Creative Energy provided a copy of the change of control agreement for Executive No. 2, dated February 1, 2008.[89] The change of control agreement was subsequently replaced by an employment agreement for a term of 12 months effective March 21, 2014, and ending on March 20, 2015.[90] Creative Energy submits that the intent of this employment agreement was to ensure the continuity of his contributions to the Company, such that his original agreement and existing terms of employment were replaced by this new agreement to continue to employ him on a fixed term basis for 12 months.[91]

 

The Panel notes that the amount included in the RRA for 2015 for Executive No. 2 appears to be the amount that would have been payable should the 2008 Change of Control Agreement not have been replaced by the change of control agreement.

 

The Panel conducted a comprehensive review of the detailed information provided in confidence and based on that analysis has come to the following conclusion. The Panel considers the total amount applied for 2015 to be reasonable. The Panel accepts that the transition costs were incurred to ensure a smooth transition between management teams, and that the employment agreement with Executive No. 2 was considered necessary by the new management team in order to do so. The Panel approves the 2015 transition costs for Executive No. 2.

5.2               New employee and cost allocations

Creative Energy states that the increase in the 2015 O&M expense is in part due to the hiring of the following new employees:

1.       VP of Business Development – to assist with the organic growth and new business (budgeted to start in January of 2015);

2.       Project Manager – to assist with the construction and project management of new installs/connections (budgeted to start in April of 2015);

3.       Service Plant Manager – to assist with the expansion of the Utility going forward.

 

Creative Energy indicates that these positions are necessary in order to continue to provide safe, reliable service but also to continue to grow the business.[92] No cost breakdown, description or justifications for these new employees were contained in the Application.

**Set task 1:**
Using the decision excerpt above, state whether each of the following statements agrees with it, answering yes or no and quoting the words of the excerpt that decide the matter: (a) the employment agreement for Executive No. 2 had a term of 12 months beginning March 21, 2014; (b) the Panel rejected the 2015 transition costs for Executive No. 2; (c) the Application included a cost breakdown for the new employees.
**Set task 2:**
According to the decision excerpt above, when was the Project Manager budgeted to start?

**Collected data:**
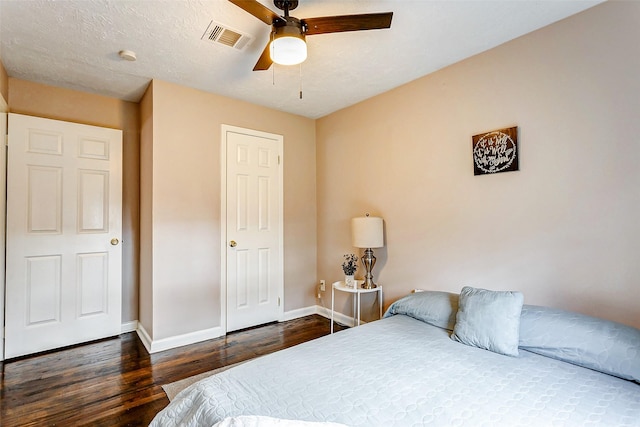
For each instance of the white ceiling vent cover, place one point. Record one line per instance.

**Expected answer 1:**
(a) Yes: "an employment agreement for a term of 12 months effective March 21, 2014, and ending on March 20, 2015"
(b) No: "The Panel approves the 2015 transition costs for Executive No. 2."
(c) No: "No cost breakdown, description or justifications for these new employees were contained in the Application."

**Expected answer 2:**
In April of 2015.